** begin Data to use **
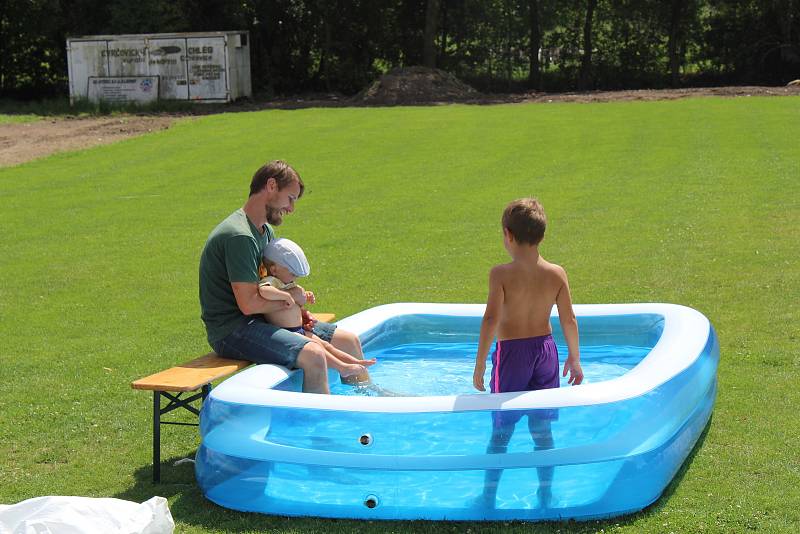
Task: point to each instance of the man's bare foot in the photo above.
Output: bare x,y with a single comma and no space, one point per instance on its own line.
351,369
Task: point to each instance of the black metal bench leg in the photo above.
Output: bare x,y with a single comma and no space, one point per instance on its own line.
156,436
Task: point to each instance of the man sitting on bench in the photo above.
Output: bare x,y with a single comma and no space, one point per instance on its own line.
232,309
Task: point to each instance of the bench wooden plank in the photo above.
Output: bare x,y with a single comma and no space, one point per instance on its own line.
191,375
199,372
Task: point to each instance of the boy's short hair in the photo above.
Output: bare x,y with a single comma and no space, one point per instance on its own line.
283,173
525,220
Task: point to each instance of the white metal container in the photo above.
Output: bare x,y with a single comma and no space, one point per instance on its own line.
202,67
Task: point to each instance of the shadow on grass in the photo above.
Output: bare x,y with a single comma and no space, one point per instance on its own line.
190,508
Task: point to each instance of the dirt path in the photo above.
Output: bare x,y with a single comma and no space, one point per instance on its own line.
23,142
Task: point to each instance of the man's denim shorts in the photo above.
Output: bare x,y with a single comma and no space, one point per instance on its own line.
260,342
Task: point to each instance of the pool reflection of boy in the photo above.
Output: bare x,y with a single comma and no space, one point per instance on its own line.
521,296
282,263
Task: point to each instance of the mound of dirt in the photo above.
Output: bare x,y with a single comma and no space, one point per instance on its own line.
415,85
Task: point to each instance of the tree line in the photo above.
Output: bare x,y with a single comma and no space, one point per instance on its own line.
496,45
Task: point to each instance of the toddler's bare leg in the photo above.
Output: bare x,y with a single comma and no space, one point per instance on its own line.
349,343
342,355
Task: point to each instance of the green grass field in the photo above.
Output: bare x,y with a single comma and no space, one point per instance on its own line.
695,202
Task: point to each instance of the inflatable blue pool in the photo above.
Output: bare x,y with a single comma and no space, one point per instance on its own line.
616,441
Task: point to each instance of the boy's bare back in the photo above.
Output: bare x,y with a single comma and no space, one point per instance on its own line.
529,289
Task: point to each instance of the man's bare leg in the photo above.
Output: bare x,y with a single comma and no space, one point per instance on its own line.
312,360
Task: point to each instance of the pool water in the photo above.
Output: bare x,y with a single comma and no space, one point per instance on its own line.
268,447
425,369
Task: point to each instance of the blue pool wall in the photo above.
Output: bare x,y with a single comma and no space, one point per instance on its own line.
609,459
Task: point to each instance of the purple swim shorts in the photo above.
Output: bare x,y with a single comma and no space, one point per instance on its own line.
526,364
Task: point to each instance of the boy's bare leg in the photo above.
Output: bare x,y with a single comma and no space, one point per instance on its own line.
543,439
345,369
342,355
349,343
313,361
501,435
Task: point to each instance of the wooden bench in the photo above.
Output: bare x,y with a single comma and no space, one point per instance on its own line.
194,375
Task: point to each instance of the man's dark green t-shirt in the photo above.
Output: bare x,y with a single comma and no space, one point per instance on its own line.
232,254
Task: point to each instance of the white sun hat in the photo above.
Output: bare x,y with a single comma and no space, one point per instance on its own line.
289,254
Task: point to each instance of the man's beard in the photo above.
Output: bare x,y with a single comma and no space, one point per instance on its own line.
274,216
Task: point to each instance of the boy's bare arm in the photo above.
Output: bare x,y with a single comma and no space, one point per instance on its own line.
273,293
300,295
569,325
250,301
491,318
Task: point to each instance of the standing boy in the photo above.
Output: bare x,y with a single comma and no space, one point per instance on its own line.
521,296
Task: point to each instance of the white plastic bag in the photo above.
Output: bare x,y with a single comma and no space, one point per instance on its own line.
85,515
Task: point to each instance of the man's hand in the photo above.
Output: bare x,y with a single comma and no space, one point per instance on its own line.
573,365
477,375
308,320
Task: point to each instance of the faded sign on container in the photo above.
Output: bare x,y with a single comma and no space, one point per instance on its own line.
139,89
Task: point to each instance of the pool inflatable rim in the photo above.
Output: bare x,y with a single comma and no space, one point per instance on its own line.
685,335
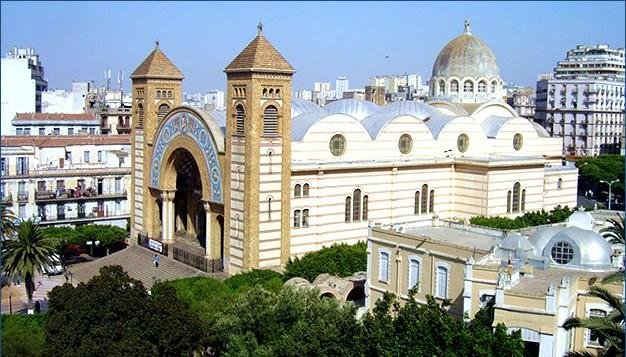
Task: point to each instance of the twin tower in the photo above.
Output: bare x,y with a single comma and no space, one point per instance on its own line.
229,193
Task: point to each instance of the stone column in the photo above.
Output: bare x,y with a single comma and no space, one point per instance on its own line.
207,244
168,214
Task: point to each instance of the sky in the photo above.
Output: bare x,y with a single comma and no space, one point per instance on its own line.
321,40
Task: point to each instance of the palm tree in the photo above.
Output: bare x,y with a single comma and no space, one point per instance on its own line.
614,234
7,221
609,328
28,251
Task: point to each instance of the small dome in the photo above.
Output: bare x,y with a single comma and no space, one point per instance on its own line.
466,56
356,108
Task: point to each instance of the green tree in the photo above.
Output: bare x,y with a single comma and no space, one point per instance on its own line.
7,221
28,251
112,314
339,259
609,329
22,335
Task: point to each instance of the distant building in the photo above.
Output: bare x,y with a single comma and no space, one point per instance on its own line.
583,101
523,101
22,84
67,180
56,124
62,101
341,85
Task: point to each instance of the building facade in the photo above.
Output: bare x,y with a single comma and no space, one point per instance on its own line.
22,84
67,180
275,177
534,279
583,101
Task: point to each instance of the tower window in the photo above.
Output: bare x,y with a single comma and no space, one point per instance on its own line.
240,118
163,110
270,121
** end Data to use **
Repeat the records above verbatim, with no pictures in the result.

Task: point to each instance of the man's bare foot in the photo above.
Output: bare x,y with a single comma and no space, one point per instance on its own line.
351,369
Task: point to each instance of the black metal bench leg in the photo above.
Output: bare x,y with a single comma and no space, one point per instance on its own line.
156,436
Task: point to each instance of the man sitting on bench in the photo above.
Output: bare x,y with a single comma and no space, one point per instance on its own line.
232,309
Task: point to each instance of the bench wooden plank in the photo above.
Output: bare x,y with a single comma and no space, one point per instance on its own line.
191,375
199,372
Task: point to each instance of the boy's short hair in the photo above.
Output: bare x,y with a single comma and no space, one point per instance on its own line.
283,173
525,220
Task: point to each instance of the white metal container in the photo above.
Output: bare x,y with a single comma and no space, one point per instance on its own line.
202,67
Task: point to each instance of the shadow on grass in the photo above.
Output: bare x,y with a single comma and no space, one point per instance on its own line.
190,508
Task: point to each instance of the dirt path in the photo above.
Output: bare x,y with a single comma and no space, one point per instance on its own line.
23,142
Task: point to each instance of the man's denim shorts in the photo above.
Output: bare x,y with a single comma and no space, one point per instance on its own line.
260,342
Task: point to each instance of the pool reflection of boy in the photo above.
Output: bare x,y with a single comma and no space, one point per instance on its own line.
521,296
282,263
Task: point to each instance of the mound of dirt in the photo above.
Output: bare x,y with a single comma and no space, one point per instance on its own line.
415,85
Task: point to each instance of the tree line in the photo above.
Output: bare x,y with a single comma and no space, one point per instance on its own line.
496,45
Task: point to each instance of the toddler's bare leg in the photo above.
Output: bare x,y with a single comma and no space, one point per instance on its own line.
349,343
342,355
Task: point to each instance of the green grass field in the photo above.
Output: bare x,y with a single comma and no space, one point per instance on its own line.
695,202
Task: point to each instance of the inflatable blue pool in the photo above.
Output: bare x,y with a single comma and no space, one point per instance on its own line.
616,441
Task: point to each instance of the boy's bare back in the photo above.
Output: bare x,y with a single comma and no space, one point per instance on its own line.
529,289
Task: point to each instance of the man's bare leg in the photo above.
Output: bare x,y with a single comma and no space, one point per instance on its own line.
312,360
Task: point to each instance of the pool water in the photo above.
Output: bare x,y with a single comma and no space, one point per instance on its own line.
268,447
425,369
Task: point to each instance of the blue pool wall in the photo above.
Output: bare x,y with a single comma and no space, one point per instance on its own line.
609,459
Task: point to each instance of the purple swim shorts in the photo above.
Output: bare x,y with a single comma and no space, one point per instance on its own line.
526,364
Task: point to each instance of the boy's bare leg in the photo above.
Output: bare x,y with a single comma and no space, one point per instance on its own line.
543,439
345,369
342,355
349,343
313,361
501,435
Task: point to each instance of the wooden bench in the photo above.
Output: bare x,y with a single comma and no space, one point per instance on its own line.
194,375
Task: point to each instance of the man's dark green t-shirt in the photo above.
Output: bare x,y with a single comma and no space, one point per instance on its own line.
232,254
Task: point to each instance of the white sun hat in the photo above.
Output: bare x,y with a single comma and no space, one point per instance on its own line.
289,254
Task: point to each instance of the man's beard in the photo above.
Output: bare x,y with a single comma and no space, one point per instance on its own line.
274,216
Task: point to each instance of the boy's bare arm in the photo above.
Output: bare x,y with a single comma and no space, one point per instance on its own line.
273,293
300,295
569,325
250,301
491,318
Task: point to each instance of the standing boy in the photo above.
Output: bare x,y with a single comma and no space, one point per instance on its own line.
521,296
Task: point to each instance of the white plastic bag in the photo above.
Output: bare x,y with a single comma and no space, one point per instance on its own line.
85,515
Task: point to each instance of the man's hand in the photo above.
Output: bare x,y with a single comma and no space, one point per instance on its own line.
573,365
477,375
308,320
Task: point to each instance of the faded sign on container in the photo above.
Output: bare x,y with a single comma and no space, one point per instance on its own line.
139,89
Task: point to each instance of the pool inflatable rim in the photo above.
Output: bare x,y with a single comma and no space, one point per instance on its own line.
685,335
Task: point to each instance of the twin tower in the photo above.
Output: bare x,y with a single comma and no space, one point per instance on its own line.
229,193
Task: point to each instance of the stone column in the photo above.
Output: bare x,y with a single comma and no space, one point per instance on its own line.
207,244
168,214
Task: point to each instance of the sky in the photo above.
Output: bare x,y with a single comma and no space, one point per instance on its own line.
321,40
Task: point to each instance of the palm tree in the photo above.
Output: bare x,y with a single comma and no space, one point per instance on its own line.
614,234
7,221
609,328
28,251
Task: point to each instance of the small dome in the photo above.
Output: bare x,y with a single comma and no space, one point per instance on its own line.
466,56
356,108
Task: point to each instance of the green tree in the photo above.
Output: bare x,y with a single comma and no space, one point per instance on its own line.
7,221
28,251
112,314
339,259
609,329
22,335
Task: point to each instance of the distant building in the photo above.
Output: bare x,y with a single comma and no space, one point per instance on its own line.
583,101
523,101
22,84
67,180
56,124
62,101
341,85
Task: point to each instance of the building facade in the photo above.
Output: bare x,y with a single comma and no space, one point per instance on its own line.
22,84
67,180
275,177
534,279
583,101
Task: point to each instance of the tower window in the photo above.
Output: bare x,y with a single comma and no space, one point per instance on its own line.
240,118
163,110
270,121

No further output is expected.